[Opening Supplied entries section]
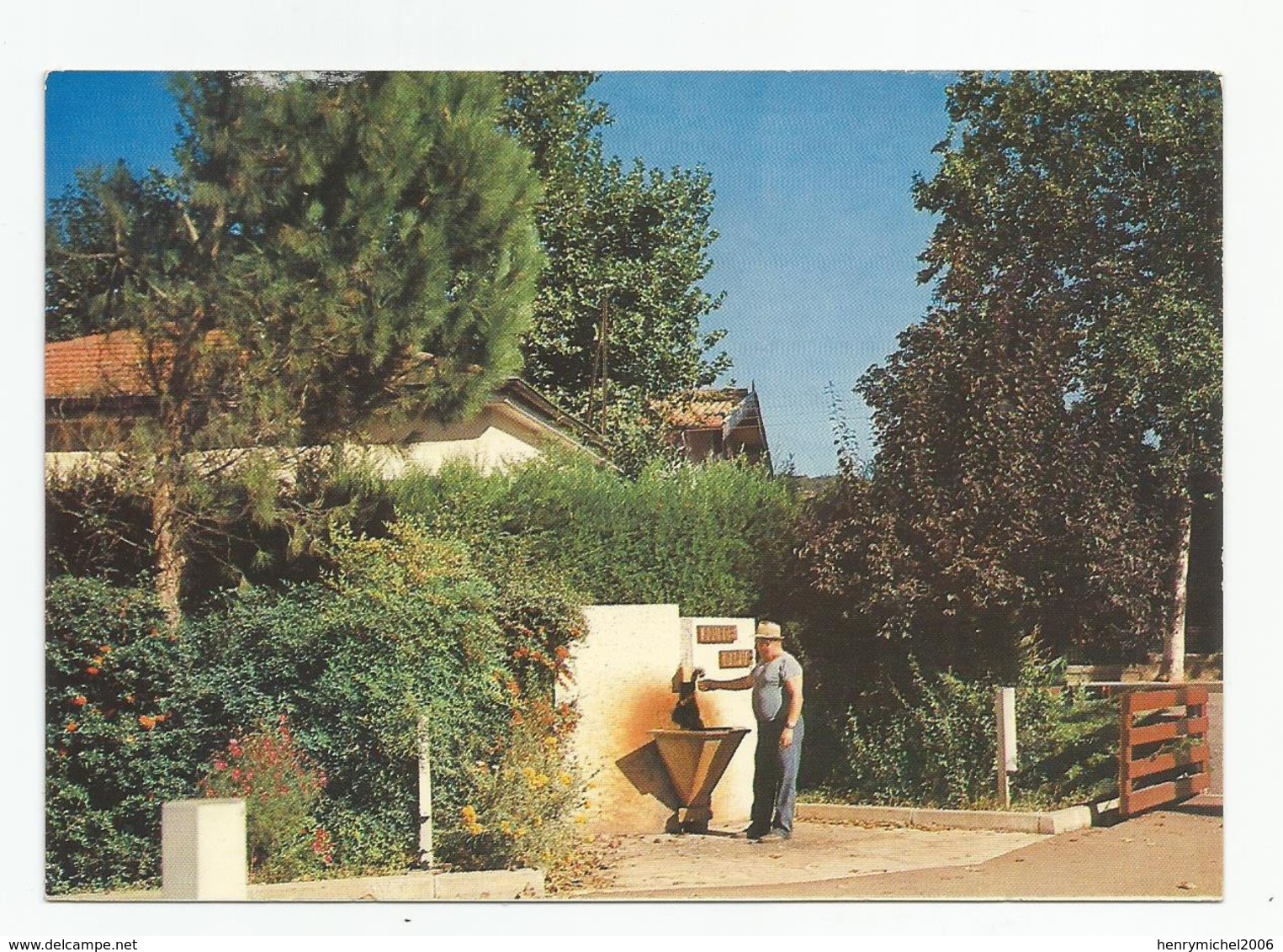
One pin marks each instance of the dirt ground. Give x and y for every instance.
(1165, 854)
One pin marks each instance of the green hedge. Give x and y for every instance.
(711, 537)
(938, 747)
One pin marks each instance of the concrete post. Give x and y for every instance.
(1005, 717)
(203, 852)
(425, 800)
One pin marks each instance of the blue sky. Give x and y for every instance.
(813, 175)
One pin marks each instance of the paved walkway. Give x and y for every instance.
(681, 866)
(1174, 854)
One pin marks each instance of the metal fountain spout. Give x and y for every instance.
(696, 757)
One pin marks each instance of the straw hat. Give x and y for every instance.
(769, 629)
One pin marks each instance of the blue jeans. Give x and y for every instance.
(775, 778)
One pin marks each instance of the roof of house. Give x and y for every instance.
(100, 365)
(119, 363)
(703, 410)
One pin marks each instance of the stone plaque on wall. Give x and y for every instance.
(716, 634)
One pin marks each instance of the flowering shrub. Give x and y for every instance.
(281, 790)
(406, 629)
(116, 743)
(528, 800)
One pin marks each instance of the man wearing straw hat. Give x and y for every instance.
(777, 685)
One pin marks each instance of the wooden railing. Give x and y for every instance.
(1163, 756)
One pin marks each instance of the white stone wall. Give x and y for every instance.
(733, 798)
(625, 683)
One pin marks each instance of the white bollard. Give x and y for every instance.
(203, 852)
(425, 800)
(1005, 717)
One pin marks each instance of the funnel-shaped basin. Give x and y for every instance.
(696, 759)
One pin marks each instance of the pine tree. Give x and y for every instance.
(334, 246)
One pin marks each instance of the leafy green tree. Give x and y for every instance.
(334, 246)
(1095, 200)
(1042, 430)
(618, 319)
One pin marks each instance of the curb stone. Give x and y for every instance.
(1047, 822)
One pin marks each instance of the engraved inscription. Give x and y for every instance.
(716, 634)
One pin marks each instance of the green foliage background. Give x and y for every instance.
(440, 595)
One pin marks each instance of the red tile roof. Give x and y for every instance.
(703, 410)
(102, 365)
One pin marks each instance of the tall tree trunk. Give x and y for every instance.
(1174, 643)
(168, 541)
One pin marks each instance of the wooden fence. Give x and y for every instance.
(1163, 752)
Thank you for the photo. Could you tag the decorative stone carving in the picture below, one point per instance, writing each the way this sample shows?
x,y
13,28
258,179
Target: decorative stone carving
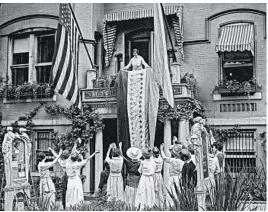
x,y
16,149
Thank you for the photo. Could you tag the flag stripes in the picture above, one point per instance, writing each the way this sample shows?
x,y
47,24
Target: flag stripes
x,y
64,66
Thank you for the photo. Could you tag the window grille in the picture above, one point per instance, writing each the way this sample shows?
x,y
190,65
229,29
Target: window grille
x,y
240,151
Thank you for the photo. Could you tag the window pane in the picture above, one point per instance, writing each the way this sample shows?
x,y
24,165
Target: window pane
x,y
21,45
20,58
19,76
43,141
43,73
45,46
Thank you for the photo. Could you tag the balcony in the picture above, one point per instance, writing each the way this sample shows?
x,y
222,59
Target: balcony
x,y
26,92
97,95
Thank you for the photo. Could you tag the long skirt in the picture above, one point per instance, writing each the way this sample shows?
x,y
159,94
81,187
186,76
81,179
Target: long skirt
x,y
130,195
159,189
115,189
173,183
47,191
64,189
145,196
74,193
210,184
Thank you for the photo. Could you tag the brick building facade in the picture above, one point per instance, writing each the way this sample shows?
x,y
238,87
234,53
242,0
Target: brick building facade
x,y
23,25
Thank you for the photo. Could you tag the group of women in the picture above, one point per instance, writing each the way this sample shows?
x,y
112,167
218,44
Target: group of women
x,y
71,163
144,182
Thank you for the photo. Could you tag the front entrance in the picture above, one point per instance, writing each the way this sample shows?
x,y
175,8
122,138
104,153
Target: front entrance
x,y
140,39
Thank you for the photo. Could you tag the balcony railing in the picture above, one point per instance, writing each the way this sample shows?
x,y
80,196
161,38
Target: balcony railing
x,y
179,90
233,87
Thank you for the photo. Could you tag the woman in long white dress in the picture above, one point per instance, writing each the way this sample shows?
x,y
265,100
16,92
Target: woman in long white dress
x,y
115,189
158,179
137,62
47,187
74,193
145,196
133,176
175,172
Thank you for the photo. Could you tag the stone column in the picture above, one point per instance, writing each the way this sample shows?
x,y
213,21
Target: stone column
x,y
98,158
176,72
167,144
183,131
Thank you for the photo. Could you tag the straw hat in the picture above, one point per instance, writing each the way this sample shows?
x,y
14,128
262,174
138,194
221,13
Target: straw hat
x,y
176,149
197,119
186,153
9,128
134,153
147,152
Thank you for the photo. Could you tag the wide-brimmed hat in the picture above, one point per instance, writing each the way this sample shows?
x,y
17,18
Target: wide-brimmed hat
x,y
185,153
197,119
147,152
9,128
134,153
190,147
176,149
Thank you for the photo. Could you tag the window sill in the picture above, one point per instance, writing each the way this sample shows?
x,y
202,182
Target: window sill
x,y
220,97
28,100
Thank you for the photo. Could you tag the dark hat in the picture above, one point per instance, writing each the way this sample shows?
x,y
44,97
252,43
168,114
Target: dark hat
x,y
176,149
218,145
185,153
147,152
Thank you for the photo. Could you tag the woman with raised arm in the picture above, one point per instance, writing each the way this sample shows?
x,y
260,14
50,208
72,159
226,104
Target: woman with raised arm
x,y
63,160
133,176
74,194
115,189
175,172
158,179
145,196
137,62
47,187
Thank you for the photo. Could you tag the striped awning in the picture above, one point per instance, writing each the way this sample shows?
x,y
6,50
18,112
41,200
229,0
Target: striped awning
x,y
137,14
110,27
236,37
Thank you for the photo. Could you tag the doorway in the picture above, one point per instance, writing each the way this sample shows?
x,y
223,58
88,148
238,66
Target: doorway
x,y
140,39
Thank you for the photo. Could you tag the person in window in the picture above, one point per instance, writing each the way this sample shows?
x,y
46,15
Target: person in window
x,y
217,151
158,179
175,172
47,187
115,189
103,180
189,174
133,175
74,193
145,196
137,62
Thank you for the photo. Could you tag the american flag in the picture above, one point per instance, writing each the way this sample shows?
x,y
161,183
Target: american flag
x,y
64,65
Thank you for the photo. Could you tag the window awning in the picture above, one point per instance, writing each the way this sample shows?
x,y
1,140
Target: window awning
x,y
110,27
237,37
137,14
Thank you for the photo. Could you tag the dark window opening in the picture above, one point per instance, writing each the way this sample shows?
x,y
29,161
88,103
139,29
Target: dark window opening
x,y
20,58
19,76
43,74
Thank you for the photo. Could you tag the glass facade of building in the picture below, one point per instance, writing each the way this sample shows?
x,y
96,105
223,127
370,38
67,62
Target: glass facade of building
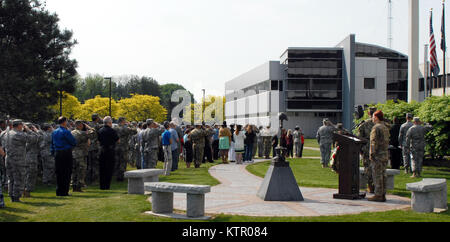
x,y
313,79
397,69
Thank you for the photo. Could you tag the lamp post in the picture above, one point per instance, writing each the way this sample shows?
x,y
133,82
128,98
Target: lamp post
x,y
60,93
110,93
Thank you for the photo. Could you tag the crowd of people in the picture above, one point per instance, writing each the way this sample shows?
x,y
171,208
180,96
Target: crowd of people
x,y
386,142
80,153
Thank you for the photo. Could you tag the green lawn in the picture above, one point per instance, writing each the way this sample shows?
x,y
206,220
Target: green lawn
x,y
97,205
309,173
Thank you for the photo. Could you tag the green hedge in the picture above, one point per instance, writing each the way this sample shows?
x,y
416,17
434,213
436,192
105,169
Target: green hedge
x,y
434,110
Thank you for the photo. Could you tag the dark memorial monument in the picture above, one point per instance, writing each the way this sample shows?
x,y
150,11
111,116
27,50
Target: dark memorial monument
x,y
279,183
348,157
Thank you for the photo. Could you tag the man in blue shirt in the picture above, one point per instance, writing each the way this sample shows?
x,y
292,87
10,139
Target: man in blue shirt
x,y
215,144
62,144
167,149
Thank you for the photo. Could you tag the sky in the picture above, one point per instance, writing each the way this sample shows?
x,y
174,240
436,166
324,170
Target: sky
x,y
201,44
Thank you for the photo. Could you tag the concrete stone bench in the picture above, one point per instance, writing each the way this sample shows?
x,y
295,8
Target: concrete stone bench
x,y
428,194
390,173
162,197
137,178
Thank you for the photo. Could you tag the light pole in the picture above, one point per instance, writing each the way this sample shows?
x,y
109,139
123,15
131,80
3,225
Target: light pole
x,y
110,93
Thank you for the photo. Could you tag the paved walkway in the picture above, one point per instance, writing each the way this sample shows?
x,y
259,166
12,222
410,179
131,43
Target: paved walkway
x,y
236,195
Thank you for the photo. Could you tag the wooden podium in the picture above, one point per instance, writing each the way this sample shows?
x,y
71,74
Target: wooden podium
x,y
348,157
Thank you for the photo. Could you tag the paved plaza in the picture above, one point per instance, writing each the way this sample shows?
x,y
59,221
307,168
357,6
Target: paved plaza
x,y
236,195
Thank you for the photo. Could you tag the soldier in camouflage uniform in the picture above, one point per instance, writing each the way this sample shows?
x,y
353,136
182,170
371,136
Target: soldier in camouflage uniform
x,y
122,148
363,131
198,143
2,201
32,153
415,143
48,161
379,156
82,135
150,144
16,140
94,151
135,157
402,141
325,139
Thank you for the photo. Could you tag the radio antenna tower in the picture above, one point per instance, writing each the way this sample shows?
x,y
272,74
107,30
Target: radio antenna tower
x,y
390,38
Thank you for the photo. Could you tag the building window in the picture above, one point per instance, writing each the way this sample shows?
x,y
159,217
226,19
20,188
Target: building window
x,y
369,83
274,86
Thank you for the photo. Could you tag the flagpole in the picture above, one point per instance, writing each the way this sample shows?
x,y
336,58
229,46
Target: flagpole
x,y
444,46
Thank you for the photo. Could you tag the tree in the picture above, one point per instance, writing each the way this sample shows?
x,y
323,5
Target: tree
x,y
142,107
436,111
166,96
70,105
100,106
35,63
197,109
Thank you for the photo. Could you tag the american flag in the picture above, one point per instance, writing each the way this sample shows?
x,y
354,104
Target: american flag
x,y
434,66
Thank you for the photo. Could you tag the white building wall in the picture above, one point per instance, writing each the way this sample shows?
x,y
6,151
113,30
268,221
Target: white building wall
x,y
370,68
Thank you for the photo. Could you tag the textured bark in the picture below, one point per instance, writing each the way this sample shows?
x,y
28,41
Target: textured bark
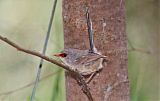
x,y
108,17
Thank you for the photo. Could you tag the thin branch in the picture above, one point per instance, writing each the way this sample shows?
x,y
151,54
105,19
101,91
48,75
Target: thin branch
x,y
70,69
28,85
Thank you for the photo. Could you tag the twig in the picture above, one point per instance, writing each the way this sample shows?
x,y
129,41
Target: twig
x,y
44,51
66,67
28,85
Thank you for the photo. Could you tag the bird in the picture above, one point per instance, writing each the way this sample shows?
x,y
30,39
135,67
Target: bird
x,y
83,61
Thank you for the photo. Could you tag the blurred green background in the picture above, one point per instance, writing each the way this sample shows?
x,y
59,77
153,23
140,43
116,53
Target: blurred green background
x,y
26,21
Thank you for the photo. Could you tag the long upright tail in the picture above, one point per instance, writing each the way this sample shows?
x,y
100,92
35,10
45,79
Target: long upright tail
[Closing Supplied entries section]
*Task instructions*
Please give back exactly the lines of this listing beginning at the line with "Thank you for the photo. Could you tag the paved walkway" and ending with the line with "Thank you for the photo. Could you tag the soldier", both included, and nothing else.

*Task output*
Thank you for the photo. Could you tag the paved walkway in the picture above, one point per instance, writing each the way this sample shows?
x,y
259,166
12,222
410,179
131,43
Target: paved walkway
x,y
236,195
Thank you for the photo. Could you tag the wooden podium in the picture above, one point per instance, writing each the way this sample shows?
x,y
71,74
Target: wooden podium
x,y
348,157
Thank you for the photo. Could you tag the paved plaza in the picture above, one point per instance, writing each the way this sample shows?
x,y
59,221
307,168
357,6
Target: paved plaza
x,y
236,195
Thank you for the photo. Could you tag the soldier in camouflage uniform in the picture above, one point per instance, writing each the way this sample shows?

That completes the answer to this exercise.